• [Passage given]
26. The challenge procedure where such an objection is taken is then specified and set out in Section 13. Dealing specifically with a challenge which is referable to Section 12(3) of the Act, Section 13(2) stipulates that a party who intends to challenge an arbitrator shall send a written statement of reasons for challenge to the Arbitral Tribunal. Upon receipt of that statement, it would be open for an arbitrator to recuse or withdraw from the arbitral proceedings. However, the contingency where an arbitrator fails or refuses to withdraw is one which is duly conceived of under the Act. Section 13(3) prescribes that if the arbitrator fails to withdraw, the Arbitral Tribunal shall decide on the challenge. In terms of Section 13(4) if that challenge fails, the Arbitral Tribunal would be entitled in law to continue the proceedings and make an award.
27. On a due consideration of the relevant statutory provisions which would govern the question which stands posited, the Court is of the view that while Sections 12, 13 and 14 of the Act, the trinity provisions, may be recognised as constituting a composite statutory scheme dealing with the subject of challenge to an arbitrator and termination of mandate, they clearly appear to construct separate causeways for a challenge that may be laid. While Sections 12 and 13 lay down the procedure for challenges which must mandatorily be mounted before the Arbitral Tribunal, Section 14 speaks of challenges that may be instituted before a court as defined under the Act.
28. Section 12 relates to a challenge to the jurisdiction of an arbitrator that may be based either on the Fifth or the Seventh Schedule. Insofar as the question of “justifiable doubts” is concerned, the same is statutorily ordained to draw color from the provisions incorporated in the Fifth Schedule. The Seventh Schedule on the other hand lists out the disqualifications which are incurable and nonderogable except where parties expressly concur on a waiver.
29. A careful reading of the Seventh Schedule would establish that it does not deal with the aspect of justifiable doubts relating to independence or impartiality that may arise by virtue of the conduct of an arbitrator or the manner in which proceedings may be conducted by the Arbitral Tribunal at all. It deals with disqualification by virtue of the arbitrator‟s relationship with parties, counsel or the dispute and extending to situations where the arbitrator may be said to have a direct or indirect interest in the dispute. These non derogable disqualifications are predetermined and decreed by law.

• [Exercise task a]
Answer these from the passage on challenges to an arbitrator:
(i) Under Section 13(2), to whom must a party send its written statement of reasons for challenge?
(ii) Which schedule do "justifiable doubts" statutorily draw color from?
(iii) Before what may challenges under Section 14 be instituted?

• [Stored data]

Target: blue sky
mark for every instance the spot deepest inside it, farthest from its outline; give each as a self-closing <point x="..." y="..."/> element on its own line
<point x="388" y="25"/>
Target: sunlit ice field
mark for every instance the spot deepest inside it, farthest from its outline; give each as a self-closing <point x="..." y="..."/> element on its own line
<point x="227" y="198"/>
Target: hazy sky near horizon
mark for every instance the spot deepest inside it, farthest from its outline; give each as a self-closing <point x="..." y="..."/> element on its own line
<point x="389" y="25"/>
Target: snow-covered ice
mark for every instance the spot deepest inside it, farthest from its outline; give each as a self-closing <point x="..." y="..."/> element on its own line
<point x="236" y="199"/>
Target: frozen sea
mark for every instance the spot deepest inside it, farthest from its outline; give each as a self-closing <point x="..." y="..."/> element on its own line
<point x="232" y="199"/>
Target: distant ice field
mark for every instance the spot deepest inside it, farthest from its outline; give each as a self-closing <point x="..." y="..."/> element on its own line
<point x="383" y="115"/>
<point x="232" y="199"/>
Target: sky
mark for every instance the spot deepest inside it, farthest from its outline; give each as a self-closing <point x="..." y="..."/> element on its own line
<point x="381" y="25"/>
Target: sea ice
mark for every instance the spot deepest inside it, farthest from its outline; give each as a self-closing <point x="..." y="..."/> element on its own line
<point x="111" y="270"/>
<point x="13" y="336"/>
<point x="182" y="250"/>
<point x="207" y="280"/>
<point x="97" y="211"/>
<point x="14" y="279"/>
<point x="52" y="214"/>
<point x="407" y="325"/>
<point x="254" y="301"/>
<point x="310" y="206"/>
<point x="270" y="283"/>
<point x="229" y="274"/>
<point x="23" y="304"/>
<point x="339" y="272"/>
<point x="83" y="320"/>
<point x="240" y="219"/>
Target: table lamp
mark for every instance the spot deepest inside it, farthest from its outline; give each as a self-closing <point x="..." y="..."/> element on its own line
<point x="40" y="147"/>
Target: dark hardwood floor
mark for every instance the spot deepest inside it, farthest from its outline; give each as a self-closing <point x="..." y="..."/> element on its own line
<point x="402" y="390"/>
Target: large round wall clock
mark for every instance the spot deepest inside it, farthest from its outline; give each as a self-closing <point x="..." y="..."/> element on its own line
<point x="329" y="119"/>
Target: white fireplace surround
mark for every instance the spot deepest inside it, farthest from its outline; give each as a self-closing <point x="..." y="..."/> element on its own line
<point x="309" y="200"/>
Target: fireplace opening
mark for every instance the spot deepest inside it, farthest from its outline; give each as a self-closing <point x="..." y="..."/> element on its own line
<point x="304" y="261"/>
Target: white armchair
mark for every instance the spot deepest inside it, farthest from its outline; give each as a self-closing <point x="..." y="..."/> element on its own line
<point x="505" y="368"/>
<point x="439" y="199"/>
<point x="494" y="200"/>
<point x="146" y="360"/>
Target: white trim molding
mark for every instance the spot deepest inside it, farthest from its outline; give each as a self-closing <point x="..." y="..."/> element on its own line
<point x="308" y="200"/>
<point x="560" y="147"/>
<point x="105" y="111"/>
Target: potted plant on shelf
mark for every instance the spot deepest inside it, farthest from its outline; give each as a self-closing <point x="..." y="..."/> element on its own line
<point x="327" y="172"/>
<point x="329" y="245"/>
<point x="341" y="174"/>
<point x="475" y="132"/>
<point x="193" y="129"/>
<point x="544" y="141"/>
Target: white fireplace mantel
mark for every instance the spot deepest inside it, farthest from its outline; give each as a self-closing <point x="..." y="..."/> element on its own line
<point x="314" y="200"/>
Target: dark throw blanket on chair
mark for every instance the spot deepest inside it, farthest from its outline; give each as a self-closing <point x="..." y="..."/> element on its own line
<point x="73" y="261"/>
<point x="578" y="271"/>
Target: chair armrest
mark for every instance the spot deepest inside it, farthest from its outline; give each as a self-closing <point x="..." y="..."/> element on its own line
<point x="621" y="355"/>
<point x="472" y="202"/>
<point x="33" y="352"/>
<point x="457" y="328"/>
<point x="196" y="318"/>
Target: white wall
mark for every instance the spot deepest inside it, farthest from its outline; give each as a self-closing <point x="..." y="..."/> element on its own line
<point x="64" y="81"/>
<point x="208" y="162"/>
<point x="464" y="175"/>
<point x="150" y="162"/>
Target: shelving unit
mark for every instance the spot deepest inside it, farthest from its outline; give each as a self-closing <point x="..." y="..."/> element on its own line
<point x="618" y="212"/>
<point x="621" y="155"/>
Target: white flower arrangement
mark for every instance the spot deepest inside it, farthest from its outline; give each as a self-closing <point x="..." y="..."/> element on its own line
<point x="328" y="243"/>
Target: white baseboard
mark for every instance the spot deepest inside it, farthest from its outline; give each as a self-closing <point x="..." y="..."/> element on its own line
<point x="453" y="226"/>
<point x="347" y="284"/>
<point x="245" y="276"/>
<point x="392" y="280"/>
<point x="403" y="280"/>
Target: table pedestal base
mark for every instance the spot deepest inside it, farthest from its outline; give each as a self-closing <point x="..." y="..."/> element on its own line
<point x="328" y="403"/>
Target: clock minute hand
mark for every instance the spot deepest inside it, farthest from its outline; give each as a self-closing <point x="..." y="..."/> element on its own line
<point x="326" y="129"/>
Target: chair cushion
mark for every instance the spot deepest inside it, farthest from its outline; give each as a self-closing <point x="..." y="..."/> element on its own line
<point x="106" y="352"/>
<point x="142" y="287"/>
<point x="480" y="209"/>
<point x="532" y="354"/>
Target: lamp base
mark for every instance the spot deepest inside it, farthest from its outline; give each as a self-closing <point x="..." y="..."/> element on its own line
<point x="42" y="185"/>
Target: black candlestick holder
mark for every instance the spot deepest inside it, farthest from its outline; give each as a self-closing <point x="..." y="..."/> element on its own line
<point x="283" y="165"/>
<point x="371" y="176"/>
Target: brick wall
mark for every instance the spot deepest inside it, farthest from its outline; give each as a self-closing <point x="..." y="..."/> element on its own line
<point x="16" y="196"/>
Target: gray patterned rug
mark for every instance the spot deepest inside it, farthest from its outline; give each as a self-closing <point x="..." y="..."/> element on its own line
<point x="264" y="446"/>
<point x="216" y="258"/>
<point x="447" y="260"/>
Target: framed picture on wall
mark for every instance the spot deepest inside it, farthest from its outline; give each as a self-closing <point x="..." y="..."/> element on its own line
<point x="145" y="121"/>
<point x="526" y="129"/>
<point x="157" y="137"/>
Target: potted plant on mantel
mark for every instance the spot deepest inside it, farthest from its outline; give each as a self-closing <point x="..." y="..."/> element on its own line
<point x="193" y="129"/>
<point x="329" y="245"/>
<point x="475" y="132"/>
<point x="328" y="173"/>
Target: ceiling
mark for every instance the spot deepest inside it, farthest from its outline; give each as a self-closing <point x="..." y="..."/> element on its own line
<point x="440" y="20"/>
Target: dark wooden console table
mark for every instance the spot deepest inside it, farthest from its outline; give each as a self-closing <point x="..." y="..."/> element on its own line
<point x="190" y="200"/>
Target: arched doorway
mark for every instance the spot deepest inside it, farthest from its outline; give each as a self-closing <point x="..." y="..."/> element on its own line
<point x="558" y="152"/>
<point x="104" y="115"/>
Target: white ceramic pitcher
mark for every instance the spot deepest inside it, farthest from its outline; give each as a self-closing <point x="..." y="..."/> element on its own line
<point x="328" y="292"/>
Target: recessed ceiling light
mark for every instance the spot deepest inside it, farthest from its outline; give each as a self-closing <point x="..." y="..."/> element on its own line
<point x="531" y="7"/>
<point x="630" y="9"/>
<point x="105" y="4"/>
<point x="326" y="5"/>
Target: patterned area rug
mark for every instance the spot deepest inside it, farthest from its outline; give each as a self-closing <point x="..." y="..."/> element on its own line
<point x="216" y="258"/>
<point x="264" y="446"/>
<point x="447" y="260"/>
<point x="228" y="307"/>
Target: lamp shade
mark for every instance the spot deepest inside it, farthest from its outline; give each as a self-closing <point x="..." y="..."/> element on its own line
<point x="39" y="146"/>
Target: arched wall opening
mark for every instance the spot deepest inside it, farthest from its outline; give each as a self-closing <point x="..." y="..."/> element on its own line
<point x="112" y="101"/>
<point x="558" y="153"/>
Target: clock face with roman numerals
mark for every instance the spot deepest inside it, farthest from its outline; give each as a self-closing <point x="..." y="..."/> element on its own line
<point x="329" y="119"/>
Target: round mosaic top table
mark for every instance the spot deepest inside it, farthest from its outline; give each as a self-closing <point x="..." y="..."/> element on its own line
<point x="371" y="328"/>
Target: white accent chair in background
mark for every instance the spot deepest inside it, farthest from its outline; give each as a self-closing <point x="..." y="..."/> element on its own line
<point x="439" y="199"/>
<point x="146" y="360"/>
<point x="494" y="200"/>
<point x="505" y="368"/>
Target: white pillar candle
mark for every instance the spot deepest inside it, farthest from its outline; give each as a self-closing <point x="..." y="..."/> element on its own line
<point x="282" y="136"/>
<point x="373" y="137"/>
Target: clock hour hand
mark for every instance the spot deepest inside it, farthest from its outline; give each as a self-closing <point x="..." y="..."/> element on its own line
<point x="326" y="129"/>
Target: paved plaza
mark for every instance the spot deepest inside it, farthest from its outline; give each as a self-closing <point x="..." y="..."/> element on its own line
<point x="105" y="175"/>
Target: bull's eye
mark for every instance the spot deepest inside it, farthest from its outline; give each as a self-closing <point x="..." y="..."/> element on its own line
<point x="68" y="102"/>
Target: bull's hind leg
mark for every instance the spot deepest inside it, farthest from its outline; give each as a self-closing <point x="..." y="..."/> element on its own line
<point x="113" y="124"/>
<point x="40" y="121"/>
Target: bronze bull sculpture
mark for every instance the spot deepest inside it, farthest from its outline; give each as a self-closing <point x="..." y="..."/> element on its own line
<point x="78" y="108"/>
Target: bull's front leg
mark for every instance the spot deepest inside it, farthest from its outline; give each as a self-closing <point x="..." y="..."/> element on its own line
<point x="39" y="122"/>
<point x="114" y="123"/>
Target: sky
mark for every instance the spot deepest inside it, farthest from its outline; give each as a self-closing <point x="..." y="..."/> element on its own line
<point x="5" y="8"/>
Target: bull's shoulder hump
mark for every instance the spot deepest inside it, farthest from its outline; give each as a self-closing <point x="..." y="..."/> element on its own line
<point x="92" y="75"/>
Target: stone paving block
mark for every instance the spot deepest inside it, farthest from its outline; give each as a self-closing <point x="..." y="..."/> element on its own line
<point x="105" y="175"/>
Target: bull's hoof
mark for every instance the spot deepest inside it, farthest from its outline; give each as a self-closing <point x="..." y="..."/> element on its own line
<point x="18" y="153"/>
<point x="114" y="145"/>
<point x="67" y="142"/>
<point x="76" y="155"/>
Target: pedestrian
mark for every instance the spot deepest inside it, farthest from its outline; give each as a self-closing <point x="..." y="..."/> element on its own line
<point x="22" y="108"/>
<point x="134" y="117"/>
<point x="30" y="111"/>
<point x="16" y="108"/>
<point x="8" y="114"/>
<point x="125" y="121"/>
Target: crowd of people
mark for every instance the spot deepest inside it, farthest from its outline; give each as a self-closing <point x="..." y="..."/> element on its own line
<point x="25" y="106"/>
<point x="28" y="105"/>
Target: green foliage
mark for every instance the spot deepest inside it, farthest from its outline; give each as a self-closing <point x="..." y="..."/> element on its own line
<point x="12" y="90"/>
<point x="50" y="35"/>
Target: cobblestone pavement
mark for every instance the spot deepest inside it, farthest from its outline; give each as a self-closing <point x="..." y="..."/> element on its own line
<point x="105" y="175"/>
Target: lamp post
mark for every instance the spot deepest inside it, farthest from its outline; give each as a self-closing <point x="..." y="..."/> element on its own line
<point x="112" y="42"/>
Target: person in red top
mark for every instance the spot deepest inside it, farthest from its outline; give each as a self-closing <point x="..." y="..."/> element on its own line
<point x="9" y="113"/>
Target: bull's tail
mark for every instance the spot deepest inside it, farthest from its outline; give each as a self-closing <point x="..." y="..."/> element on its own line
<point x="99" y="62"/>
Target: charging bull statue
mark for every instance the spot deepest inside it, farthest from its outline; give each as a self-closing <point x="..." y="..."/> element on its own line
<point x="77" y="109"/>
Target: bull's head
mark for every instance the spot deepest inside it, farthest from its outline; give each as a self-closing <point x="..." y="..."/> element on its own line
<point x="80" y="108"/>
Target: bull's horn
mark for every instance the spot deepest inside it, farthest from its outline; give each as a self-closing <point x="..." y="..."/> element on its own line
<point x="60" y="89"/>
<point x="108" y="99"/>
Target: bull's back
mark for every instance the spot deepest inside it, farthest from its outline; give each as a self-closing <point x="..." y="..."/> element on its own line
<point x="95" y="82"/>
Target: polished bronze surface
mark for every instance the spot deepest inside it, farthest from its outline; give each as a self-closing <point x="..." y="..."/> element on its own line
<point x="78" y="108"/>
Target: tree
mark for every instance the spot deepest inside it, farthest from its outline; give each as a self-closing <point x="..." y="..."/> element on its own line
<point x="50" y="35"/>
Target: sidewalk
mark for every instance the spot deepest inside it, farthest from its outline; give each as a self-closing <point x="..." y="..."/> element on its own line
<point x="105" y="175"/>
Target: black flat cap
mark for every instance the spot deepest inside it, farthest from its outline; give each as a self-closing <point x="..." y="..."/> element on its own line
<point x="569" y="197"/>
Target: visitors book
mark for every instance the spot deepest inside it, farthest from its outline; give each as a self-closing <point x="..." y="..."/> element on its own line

• [Exercise task b] Please copy the rows from the one containing "Target: bull's back" through the end of the rows, reproducing each line unchanged.

• [Correct output a]
(i) The Arbitral Tribunal.
(ii) The Fifth Schedule.
(iii) A court as defined under the Act.

• [Correct output b]
Target: bull's back
mark for every instance the spot deepest inside it, farthest from its outline; give each as a self-closing <point x="..." y="..."/> element on its own line
<point x="95" y="82"/>
Target: polished bronze surface
mark for every instance the spot deepest inside it, farthest from its outline; give each as a self-closing <point x="..." y="..."/> element on its own line
<point x="78" y="108"/>
Target: tree
mark for every instance the spot deepest inside it, farthest from its outline; give each as a self-closing <point x="..." y="..."/> element on its own line
<point x="50" y="35"/>
Target: sidewalk
mark for every instance the spot deepest inside it, farthest from its outline; give each as a self-closing <point x="..." y="..."/> element on its own line
<point x="105" y="175"/>
Target: black flat cap
mark for every instance the spot deepest inside it, farthest from its outline; give each as a self-closing <point x="..." y="..."/> element on its own line
<point x="569" y="197"/>
Target: visitors book
mark for every instance the spot deepest inside it, farthest from its outline; give each as a self-closing <point x="..." y="..."/> element on its own line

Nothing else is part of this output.